┌────────

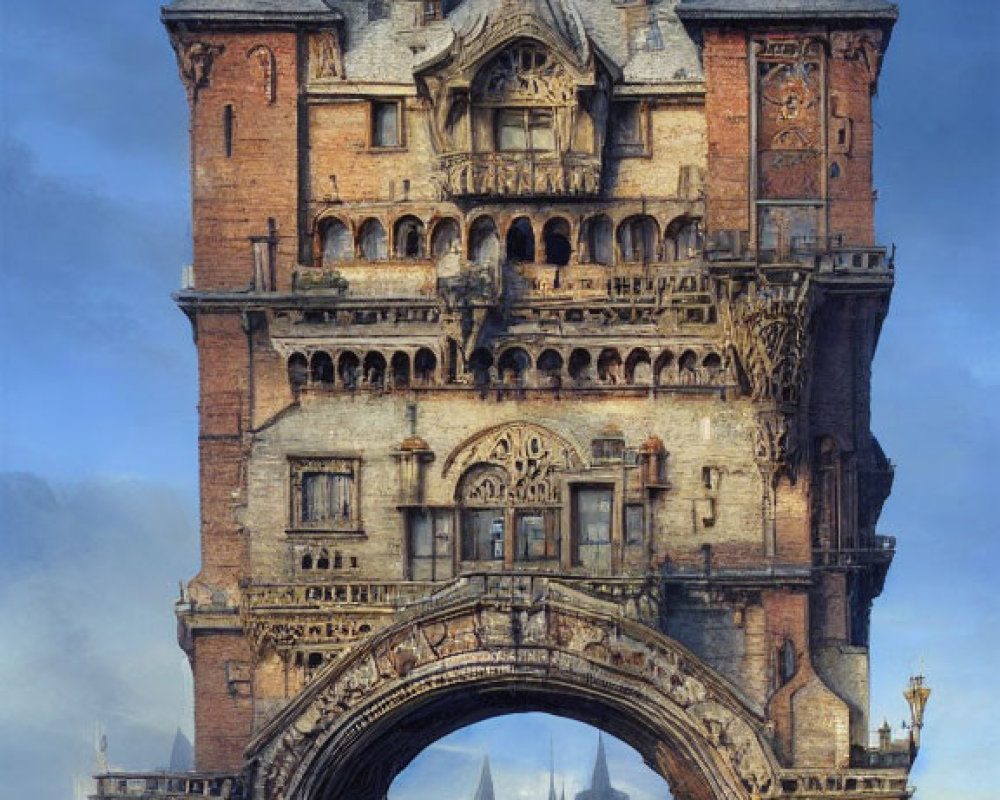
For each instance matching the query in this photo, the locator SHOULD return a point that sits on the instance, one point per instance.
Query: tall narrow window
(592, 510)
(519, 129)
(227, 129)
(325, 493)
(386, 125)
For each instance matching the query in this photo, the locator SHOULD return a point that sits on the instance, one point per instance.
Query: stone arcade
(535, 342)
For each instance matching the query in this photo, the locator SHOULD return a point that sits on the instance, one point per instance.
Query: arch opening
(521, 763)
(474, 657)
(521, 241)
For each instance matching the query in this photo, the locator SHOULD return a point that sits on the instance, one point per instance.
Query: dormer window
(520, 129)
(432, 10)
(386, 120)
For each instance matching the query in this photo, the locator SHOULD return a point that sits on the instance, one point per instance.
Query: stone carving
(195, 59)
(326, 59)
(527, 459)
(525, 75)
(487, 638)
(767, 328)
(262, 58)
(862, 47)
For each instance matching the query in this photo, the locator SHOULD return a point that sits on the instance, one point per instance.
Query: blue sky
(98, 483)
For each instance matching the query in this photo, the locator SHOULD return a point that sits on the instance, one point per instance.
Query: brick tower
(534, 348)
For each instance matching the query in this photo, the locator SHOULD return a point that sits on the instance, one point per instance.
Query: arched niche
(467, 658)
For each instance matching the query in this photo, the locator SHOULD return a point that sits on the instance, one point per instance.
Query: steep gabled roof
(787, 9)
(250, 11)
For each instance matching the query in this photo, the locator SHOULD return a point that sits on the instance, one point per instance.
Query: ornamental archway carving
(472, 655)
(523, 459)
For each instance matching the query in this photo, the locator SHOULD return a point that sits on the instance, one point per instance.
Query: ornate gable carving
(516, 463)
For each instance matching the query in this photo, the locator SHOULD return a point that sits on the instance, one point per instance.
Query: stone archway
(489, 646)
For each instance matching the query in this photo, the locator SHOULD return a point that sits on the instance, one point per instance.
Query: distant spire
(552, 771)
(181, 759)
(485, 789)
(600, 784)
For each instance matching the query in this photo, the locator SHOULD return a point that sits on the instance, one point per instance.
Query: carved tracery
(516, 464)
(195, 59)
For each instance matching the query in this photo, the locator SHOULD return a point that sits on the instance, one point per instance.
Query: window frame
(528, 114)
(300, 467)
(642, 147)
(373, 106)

└────────

When you write out the material, reproduce each line exactly and omit any picture it holds.

For each instance matching the query in this photo, the locator SHOULD return a point that sits on the instance, one point per instance.
Query: tall narrow window
(592, 510)
(519, 129)
(227, 129)
(325, 493)
(386, 125)
For each instance matching the query in this photo, the locator SHOULD return a point that sits on the instance, one point per instance.
Query: stone arcade
(535, 342)
For each instance matching the query in this photo, the locator SHOULD return a point that sits on the instance, one point per instance.
Query: arch opening
(521, 763)
(474, 657)
(521, 241)
For each instance matching the query in this photo, the locator SHOULD return a point that sits on the instance, one point per instance.
Query: dormer window
(520, 129)
(432, 10)
(386, 120)
For each instance matching the query in this photo, the locator SHOULD return a point that sits on the instance, one point per instance.
Query: stone carving
(195, 59)
(326, 59)
(527, 459)
(525, 75)
(487, 638)
(767, 328)
(262, 58)
(862, 47)
For each instance matching the query in this photo, the locator SHOULD return a point that sits on the instance, one point per instance.
Query: blue sky
(98, 483)
For each instance matching the query in this photo, the locator SHOULD return a point that sits on the instance, one point per instance.
Query: brick tower
(534, 348)
For each instance matching the query in this photo, the locator SHOULD return a point that sits on the instance, one point per instance.
Query: arched niche
(467, 658)
For each instance matching the query in this photo, the locator SHOULD return a point that sits on the instance, one point per instance.
Query: steep gabled roof
(787, 9)
(250, 11)
For each instance matching the query in this photo, the locator SHOULD return a point that sits on the instance, one point per instance.
Query: ornamental archway carving
(472, 655)
(523, 459)
For each instance matching the query in this photo, the locator SHOULD return a point that sits on the instance, one point per instance.
Query: ornate gable carving
(516, 463)
For each instance matching the query in this photo, the locator SHOULD return a point that sits on the instance, one point per instance.
Query: stone archway
(489, 646)
For each instance matching the query in this photo, the locator SHOULD return a point that sits on the instance, one point per instance.
Query: distant spire
(552, 771)
(181, 759)
(485, 789)
(600, 784)
For each instance matching the query in this photo, the locator SHOULD return a point that sits on the instance, one point per instance.
Query: carved tracery
(516, 464)
(195, 59)
For each instance matching the query in this photo, the locator SHOULD return a point that sits on the instance, one point per instance.
Query: window frame
(528, 114)
(300, 467)
(642, 147)
(373, 106)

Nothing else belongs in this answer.